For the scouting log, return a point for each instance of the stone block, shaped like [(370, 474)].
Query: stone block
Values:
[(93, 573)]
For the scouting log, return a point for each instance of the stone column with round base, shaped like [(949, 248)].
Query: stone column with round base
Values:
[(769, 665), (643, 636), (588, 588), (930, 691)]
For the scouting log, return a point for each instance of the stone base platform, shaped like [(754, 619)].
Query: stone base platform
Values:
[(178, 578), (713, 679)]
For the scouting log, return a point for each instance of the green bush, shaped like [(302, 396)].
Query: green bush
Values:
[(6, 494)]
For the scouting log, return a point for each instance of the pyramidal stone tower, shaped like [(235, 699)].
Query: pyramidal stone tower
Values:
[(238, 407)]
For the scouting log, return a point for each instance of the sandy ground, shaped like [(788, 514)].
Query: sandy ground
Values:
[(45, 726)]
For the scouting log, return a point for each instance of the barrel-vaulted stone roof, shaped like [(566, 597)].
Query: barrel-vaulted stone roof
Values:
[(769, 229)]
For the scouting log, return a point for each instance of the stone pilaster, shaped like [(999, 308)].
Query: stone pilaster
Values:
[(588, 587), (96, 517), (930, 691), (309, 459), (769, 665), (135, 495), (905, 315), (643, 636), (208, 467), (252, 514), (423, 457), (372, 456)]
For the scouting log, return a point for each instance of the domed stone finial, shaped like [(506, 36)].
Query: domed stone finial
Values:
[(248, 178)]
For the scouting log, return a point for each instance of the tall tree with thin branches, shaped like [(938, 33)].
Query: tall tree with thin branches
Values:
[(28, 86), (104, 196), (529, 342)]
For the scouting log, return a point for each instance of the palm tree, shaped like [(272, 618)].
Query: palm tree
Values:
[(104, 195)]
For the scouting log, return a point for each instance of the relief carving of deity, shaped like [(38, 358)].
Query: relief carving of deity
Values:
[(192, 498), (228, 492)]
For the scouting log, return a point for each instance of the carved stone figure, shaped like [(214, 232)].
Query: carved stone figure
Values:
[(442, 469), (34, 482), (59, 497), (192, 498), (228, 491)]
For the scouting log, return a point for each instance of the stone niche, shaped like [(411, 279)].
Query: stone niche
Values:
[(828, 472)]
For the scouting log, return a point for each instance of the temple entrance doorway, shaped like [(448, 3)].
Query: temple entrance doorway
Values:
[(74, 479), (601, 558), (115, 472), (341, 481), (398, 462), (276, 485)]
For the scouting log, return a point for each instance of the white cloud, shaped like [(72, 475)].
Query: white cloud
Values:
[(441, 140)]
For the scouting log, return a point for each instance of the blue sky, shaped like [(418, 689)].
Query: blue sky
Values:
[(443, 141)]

┄┄┄┄┄┄┄┄┄┄┄┄┄┄┄┄┄┄┄┄

Retype every one of the records above without changing anything.

**Answer for this exercise**
For the scouting log, return a point for each instance of the stone block, shaped like [(370, 474)].
Query: stone block
Values:
[(93, 573)]
For the scouting log, return a point for each instance of the stone column with round base, shaped like [(949, 248)].
Query: stone column with round base
Values:
[(769, 665), (643, 636), (588, 588), (930, 691)]
For the scouting log, return a point for each instance of the stone base platform, shaped like [(754, 619)].
Query: stone base platform
Values:
[(178, 578), (713, 679)]
For the scouting log, return a point for each instance of the green bush, shaped like [(302, 396)].
Query: green bush
Values:
[(6, 494)]
For the scouting log, return a point for each instance of the pyramidal stone tower, shaped like [(235, 699)].
Query: pyramidal stone tower
Values:
[(238, 407)]
For the scouting log, return a point for each instance of the sandy ground, shaped like [(788, 514)].
Query: sandy ground
Values:
[(45, 726)]
For the scouting log, return a point for each instance of the barrel-vaulted stone roof, shaped like [(566, 597)].
Query: barrel-vaulted stone roof
Values:
[(769, 229)]
For the scouting log, return a point for each instance of the stone pilaster, shaped like [(999, 308)].
Query: stone pilaster
Values:
[(588, 587), (96, 517), (930, 691), (309, 459), (769, 665), (135, 495), (905, 315), (643, 636), (208, 467), (252, 514), (423, 457), (372, 456)]
For the scouting log, return a point for each instance of the domed stone finial, shaped like [(506, 36)].
Query: domed stone finial
Values:
[(248, 178)]
For the scouting log, return a point for each instance of the tall tree with thin branches, shaped like [(938, 33)].
Query: tall tree with thin branches
Values:
[(28, 86), (104, 196), (529, 342)]
For the scouting log, return a point for each instance of the palm tree, shaped like [(272, 618)].
Query: palm tree
Values:
[(104, 195)]
For the scouting log, return a point for each instance of the relief carving of deity, shaped like [(38, 358)].
Query: relief carving of deity
Values:
[(192, 498), (228, 492)]
For the scouting log, return a point for each instance of the carved stone figure, shaped like [(214, 232)].
Query: carved stone figure
Values:
[(442, 469), (34, 482), (59, 497), (192, 498), (228, 491)]
For the scouting log, return a point for each instance of the stone niche, shaped like [(411, 279)].
Query: stone niche
Values:
[(828, 472)]
For the scouting log, return a point for each instance of the temple entrance doorway, shaped like [(448, 3)].
Query: temple entrance doorway
Values:
[(74, 479), (601, 558), (115, 472), (341, 481), (398, 462), (276, 485)]
For the scouting log, return a point for each instance of the white cloud, shaped like [(72, 475)].
Query: white cloud
Values:
[(441, 140)]
For the scouting log, return a point for each instance of the blue sky, shaped like [(418, 689)].
Query: blue sky
Values:
[(443, 141)]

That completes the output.